[Exercise description]
All that is needed is a count of the lines in this data that contain the word "window".

[Data to process]
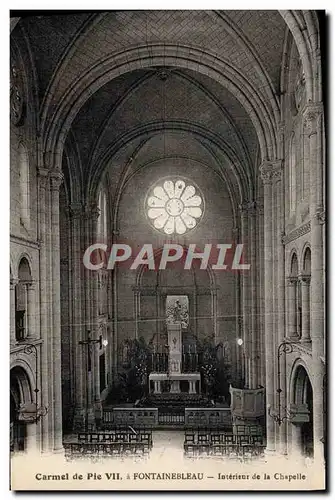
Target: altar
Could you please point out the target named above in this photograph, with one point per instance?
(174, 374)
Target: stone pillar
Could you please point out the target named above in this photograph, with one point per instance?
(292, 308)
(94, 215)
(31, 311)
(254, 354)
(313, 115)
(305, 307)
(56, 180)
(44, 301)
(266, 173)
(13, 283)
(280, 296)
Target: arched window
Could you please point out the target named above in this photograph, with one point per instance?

* * *

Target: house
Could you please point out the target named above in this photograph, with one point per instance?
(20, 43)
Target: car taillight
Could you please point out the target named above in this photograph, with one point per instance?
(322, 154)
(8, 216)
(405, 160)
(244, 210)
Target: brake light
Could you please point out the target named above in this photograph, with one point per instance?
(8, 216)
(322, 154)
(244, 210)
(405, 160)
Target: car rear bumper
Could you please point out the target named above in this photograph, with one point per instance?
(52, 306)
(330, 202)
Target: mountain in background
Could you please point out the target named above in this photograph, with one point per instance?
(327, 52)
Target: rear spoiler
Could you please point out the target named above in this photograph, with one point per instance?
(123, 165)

==

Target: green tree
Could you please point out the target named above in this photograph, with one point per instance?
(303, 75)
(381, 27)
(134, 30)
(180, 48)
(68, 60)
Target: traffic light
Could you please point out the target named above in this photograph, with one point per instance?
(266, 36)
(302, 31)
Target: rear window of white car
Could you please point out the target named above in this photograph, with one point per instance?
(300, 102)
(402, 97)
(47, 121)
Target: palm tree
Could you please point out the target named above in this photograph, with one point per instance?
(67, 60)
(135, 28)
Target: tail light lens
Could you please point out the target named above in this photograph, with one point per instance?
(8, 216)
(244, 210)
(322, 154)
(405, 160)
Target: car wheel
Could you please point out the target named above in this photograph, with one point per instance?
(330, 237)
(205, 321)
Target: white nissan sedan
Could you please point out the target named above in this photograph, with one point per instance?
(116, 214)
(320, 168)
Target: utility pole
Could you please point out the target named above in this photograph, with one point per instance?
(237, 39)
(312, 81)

[Answer space]
2